Page extract:
Corporate
OFferings
Advisor/Partner for Ambitious Companies and Families
We help founders, leadership teams and multi-generational families protect value, improve governance and scale with confidence. Our corporate offerings align three critical pillars—Virtual Finance Officer (VFO), Debt & Loans and Business Insurance—so you can make faster, better decisions with complete oversight.
VIRTUAL fiNANCE Officer (vfo)
A flexible CFO-level partner for your business without the overhead of a full-time hire.
What it solves
Gaps in financial strategy, unclear cash flow forecasting, and limited board-level financial insight.
What you get:
Financial strategy & oversight: Budgeting, forecasting, KPI design, and scenario planning.
Board-ready reporting: Monthly and quarterly packs with clear financial insights.
Cash flow & working capital: Monitoring, modelling, and practical solutions.
Coordination with advisors: Accountants, auditors, and tax teams aligned under one framework.
Outcomes
Sharper financial decision-making, stronger investor confidence, and disciplined cash management.
Debt & Loan
Non-dilutive funding solutions for ambitious businesses.
We see directors and shareholders seeking alternative sources of non-dilutive funding more and more often. Sourcing debt finance can often be the hardest part of the journey, so we provide access to a panel of over 100 lenders to help clients secure the right facility. In addition, Legacy also lends its own capital directly to clients.
Products on offer include (but are not limited to):
Term Debt
Invoice Finance / Factoring
Mortgages (regulated or non-regulated)
Venture Debt
Convertible Notes
Benefits
Flexible solutions, wider lender access, and the ability to secure growth capital without equity dilution.

Data lines:
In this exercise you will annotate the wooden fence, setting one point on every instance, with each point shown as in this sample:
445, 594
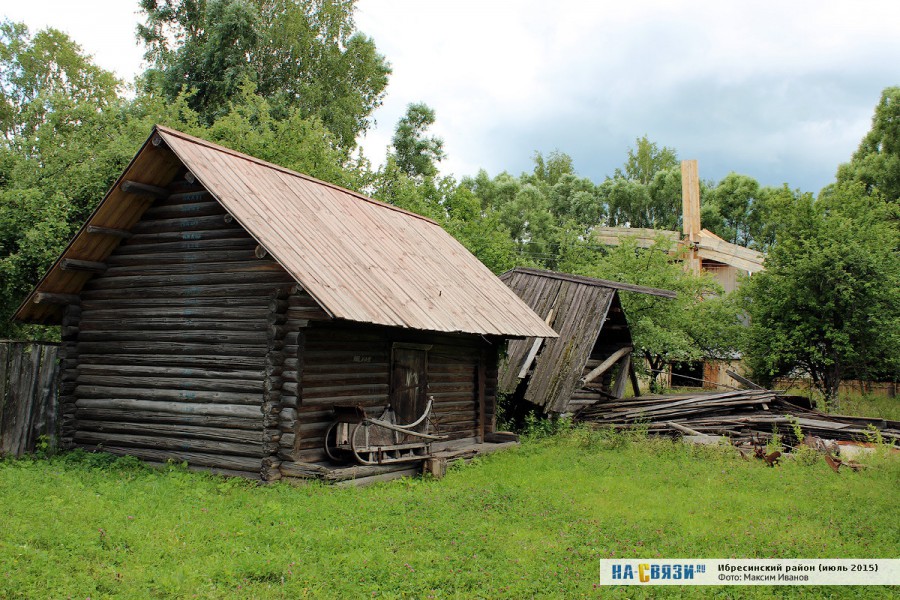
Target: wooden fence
28, 405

Problems and tasks:
A – Put this sentence from the corporate offerings page into Spanish: "In addition, Legacy also lends its own capital directly to clients."
B – Revise the part of the corporate offerings page that opens with the words containing "What it solves" and closes with "and scenario planning.", putting "projections" wherever "forecasting" appears.
The data has no connection to the corporate offerings page.

Answers to each task:
A – Además, Legacy también presta su propio capital directamente a los clientes.

B –
What it solves
Gaps in financial strategy, unclear cash flow projections, and limited board-level financial insight.
What you get:
Financial strategy & oversight: Budgeting, projections, KPI design, and scenario planning.